▶ _WHAT YOU SHOULD DO_
Please continue the forum discussion below about Mahler's popularity and his fans, starting right after its final line.

▶ _TEXT TO READ_
Good morning, sir, have you heard the word of Villa-Lobos?


----------



## Heck148 (Oct 27, 2016)

Animal the Drummer said:


> .....In my first year at university in the mid-70s the guy who lived across the corridor from me was a big fan (he tried to convert me - I'm afraid he didn't succeed) and bemoaned the fact that there were relatively few of them around. My recollection is that the real Mahler boom began perhaps about a decade later.


I was at music conservatory in late 60s....the Mahler boom had definitely hit, big-time by then...


----------



## Ethereality (Apr 6, 2019)

janxharris said:


> Not really following your logic Ethereality. Communty 1 likes all four, but community 2 only favour Mahler?
> 
> As I understand it, Mahler's popularity is generally for the adagietto of the 5th.


I updated the OP to more clearly explain what I mean. It seems Mahler has some of the most varied fanbases of all the composers based on some clear poll data throughout the years, which means to me that people hear very different things in him. This indicates opposite trend of a 'gateway' composer like Mozart or Tchaikovsky. It seems to indicate his music instead might have two different dimensions or layers depending on what music you like to hear. Lively Station seems to have touched on the topic a bit. Thanks Lively. I feel like we could squeeze this lemon even more. I dont know.



dissident said:


> I do agree that there is kind of a Mahler "cult".


I think there might be _two Mahler cults! _One more popular/modern, and the other more Classically based. Not that a few might fit into both, but there's definitely many who don't see the same values and tastes in Mahler, or else they would like more of the same composers.


----------



## superhorn (Mar 23, 2010)

▶ _RECORDED DATA_
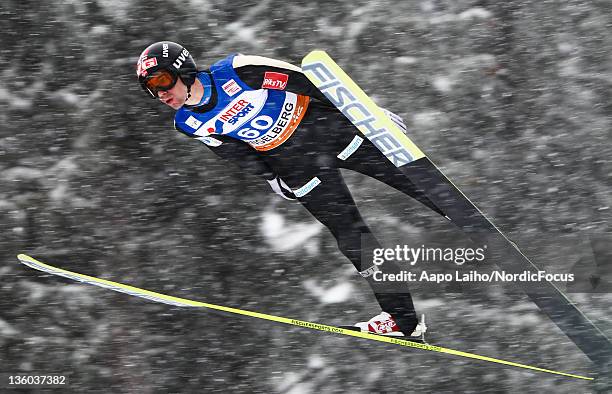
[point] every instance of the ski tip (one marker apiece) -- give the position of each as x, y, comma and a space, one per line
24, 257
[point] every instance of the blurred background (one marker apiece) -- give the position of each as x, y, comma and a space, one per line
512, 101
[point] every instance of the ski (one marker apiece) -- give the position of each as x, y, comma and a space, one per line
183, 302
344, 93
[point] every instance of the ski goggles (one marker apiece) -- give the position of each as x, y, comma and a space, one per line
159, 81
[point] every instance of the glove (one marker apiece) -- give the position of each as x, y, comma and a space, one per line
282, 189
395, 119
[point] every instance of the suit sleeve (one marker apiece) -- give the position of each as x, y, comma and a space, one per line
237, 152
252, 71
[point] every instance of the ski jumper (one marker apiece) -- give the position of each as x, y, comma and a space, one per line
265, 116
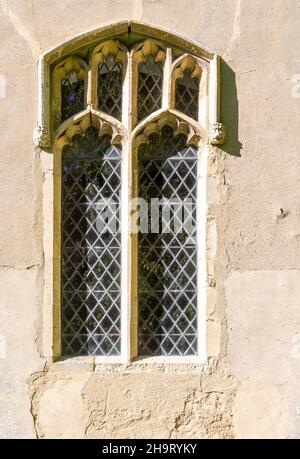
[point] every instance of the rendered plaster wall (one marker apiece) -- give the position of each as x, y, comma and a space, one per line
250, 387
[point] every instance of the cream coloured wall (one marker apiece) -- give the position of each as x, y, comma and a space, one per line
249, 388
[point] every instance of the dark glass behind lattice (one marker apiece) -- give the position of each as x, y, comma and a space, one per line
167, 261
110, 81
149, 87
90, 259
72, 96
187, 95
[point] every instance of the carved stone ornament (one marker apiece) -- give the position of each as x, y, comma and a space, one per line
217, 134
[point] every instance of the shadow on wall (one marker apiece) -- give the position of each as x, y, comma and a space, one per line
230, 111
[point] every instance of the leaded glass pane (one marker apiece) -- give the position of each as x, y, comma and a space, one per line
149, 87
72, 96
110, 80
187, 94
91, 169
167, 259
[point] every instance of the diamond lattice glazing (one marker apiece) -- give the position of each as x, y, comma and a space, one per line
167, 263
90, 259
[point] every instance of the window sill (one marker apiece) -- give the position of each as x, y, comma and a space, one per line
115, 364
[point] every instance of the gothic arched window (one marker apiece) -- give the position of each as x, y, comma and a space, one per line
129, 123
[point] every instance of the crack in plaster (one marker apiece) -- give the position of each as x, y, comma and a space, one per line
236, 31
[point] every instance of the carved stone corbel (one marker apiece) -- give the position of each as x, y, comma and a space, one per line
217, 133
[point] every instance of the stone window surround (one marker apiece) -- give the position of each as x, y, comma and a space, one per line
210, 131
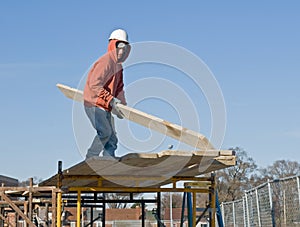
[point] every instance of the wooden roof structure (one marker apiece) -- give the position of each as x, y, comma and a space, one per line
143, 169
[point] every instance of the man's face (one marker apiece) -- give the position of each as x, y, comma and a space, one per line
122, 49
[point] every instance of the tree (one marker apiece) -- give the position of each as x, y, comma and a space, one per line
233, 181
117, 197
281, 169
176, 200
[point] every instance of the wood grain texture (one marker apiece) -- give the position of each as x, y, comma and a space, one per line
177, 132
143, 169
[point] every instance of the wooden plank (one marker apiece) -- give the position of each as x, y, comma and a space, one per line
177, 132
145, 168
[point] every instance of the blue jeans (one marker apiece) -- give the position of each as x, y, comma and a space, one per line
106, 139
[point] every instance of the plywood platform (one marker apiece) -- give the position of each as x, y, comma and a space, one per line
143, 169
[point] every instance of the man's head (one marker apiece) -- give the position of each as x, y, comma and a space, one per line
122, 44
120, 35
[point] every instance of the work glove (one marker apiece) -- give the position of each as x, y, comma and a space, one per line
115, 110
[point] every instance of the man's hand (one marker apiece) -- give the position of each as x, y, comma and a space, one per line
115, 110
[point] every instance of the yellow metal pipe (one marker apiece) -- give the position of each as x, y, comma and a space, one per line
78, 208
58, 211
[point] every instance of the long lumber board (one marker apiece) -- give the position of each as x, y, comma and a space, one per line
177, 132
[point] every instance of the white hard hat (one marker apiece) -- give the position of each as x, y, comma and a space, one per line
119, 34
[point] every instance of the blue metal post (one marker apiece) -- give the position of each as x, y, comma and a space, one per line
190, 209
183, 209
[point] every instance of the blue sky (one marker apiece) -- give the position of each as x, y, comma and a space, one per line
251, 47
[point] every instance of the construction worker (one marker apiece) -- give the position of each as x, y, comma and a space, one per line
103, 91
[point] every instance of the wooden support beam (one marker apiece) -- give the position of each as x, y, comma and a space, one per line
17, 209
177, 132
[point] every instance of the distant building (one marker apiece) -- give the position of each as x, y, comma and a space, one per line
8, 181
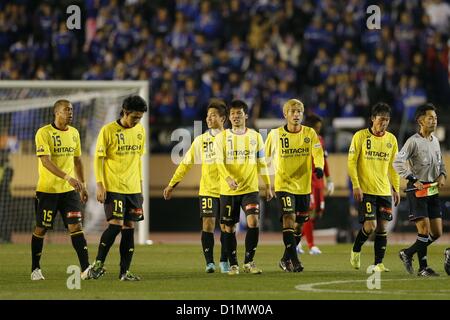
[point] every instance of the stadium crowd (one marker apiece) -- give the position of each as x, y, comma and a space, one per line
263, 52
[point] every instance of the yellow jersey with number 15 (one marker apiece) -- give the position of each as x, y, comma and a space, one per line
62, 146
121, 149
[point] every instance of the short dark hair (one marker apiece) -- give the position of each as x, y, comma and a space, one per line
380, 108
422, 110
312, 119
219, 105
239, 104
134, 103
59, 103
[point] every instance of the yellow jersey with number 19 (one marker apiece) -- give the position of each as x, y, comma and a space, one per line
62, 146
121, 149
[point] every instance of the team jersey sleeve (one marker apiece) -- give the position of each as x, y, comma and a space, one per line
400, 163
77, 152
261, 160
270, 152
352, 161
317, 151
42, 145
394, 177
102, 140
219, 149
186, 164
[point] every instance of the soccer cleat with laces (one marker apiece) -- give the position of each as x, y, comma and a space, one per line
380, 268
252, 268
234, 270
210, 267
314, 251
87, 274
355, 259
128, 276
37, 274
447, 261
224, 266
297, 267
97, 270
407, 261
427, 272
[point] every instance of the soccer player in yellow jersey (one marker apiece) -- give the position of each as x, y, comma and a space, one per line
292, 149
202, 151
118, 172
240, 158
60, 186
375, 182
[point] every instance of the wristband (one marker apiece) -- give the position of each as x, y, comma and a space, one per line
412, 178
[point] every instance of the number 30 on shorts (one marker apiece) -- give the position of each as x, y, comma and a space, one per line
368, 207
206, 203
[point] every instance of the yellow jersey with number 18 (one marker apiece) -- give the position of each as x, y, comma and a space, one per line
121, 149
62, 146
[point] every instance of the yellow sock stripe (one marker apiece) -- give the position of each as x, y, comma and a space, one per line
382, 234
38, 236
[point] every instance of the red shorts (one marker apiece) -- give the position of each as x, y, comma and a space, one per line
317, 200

* * *

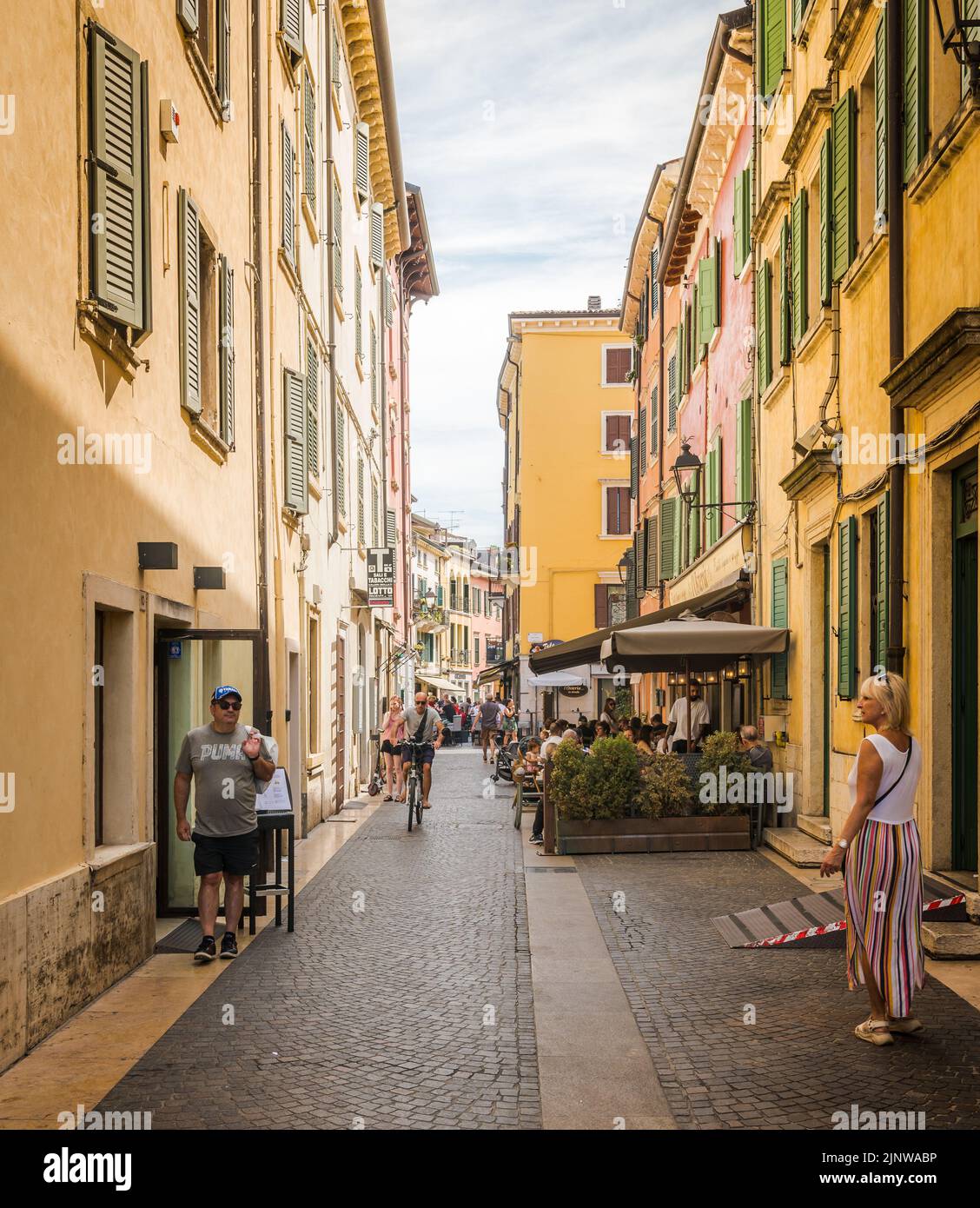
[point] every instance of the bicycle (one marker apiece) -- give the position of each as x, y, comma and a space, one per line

==

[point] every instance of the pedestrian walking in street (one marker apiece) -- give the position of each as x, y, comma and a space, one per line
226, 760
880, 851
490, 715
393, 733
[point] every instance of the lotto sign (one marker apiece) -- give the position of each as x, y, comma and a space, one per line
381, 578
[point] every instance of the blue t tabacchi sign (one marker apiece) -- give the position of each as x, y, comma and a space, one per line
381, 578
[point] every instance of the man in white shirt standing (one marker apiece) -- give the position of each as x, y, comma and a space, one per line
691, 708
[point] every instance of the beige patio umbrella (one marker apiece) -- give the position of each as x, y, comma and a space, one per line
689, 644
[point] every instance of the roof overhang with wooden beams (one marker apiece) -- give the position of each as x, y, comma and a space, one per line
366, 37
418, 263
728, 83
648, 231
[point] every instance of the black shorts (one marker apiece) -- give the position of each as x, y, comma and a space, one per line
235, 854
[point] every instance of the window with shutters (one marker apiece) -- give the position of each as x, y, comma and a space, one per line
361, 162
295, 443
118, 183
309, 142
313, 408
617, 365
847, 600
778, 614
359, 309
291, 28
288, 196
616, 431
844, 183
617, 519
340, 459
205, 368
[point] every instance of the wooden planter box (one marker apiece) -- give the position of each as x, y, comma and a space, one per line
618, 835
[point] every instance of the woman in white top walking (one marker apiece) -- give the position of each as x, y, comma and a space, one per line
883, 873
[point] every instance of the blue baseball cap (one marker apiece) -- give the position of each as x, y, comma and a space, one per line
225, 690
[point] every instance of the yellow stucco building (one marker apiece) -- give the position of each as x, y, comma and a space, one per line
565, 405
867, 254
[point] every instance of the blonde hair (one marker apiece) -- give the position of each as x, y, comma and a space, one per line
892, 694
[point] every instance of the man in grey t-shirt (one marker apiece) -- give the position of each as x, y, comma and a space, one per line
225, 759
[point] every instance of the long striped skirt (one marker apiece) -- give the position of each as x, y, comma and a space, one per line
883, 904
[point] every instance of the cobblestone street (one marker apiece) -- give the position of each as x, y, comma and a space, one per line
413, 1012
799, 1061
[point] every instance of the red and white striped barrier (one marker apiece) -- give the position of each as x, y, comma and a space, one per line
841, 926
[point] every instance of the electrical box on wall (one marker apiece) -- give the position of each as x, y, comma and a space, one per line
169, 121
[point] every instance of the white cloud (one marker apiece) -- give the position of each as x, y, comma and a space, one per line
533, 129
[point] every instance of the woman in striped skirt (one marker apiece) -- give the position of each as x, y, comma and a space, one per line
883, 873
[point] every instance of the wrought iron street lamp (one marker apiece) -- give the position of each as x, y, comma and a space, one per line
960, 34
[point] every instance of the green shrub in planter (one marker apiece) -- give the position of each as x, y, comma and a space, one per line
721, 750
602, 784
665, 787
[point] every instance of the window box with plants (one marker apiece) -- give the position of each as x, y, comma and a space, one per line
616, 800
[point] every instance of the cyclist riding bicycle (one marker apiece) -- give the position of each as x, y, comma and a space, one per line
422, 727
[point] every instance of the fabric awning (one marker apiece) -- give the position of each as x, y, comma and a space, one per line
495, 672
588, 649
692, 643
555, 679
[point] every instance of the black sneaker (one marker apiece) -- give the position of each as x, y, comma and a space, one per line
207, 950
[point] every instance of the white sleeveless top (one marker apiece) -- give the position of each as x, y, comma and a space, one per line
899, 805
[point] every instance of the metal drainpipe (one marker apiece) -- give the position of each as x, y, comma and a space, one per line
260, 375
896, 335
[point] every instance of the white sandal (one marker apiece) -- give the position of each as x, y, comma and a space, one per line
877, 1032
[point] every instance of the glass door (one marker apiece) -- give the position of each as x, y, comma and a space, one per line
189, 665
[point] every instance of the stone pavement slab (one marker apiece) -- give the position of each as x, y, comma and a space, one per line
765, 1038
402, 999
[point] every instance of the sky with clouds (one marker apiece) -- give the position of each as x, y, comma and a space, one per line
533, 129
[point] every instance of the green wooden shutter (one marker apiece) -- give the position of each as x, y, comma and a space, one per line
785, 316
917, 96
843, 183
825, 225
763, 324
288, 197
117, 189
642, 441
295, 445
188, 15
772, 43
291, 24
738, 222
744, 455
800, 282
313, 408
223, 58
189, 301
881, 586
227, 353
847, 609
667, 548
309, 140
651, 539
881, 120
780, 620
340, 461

▶ _OUTPUT FOR THIS EXERCISE_
I love Mahler's music, but in recent years his symphonies have been played to death in concert and there are now more recordings of them ( also live video performances on DVD )than you can shake a stick at . 
I remember the Schwann catalogue from around 1969 when I was a teenager , and there were only about 100-125 LP recordings of his symphonies available at the time . 
Some of these are still classics , such the ones by Bruno Walter, Otto Klemperer, Sir Georg Solti , Jascha Horenstein and others .
Decades after this, when the Schwann catalogue was still around , it was a thick tome . The original one from over 50 years ago which I still remember could easily be held in your hand . 
The big catalogue listed who knows how many recordings of the Mahler symphonies, and since then, who knows how many have been released . 
It's an embarrassment of richness for Mahler fans , but how many recordings do we really need ? 
Decades ago, there were only a few recordings of symphonies, 3, 6,7 and 8 . Now there are almost as many as the most popular ones, 1,2, 4, 5 and 9 .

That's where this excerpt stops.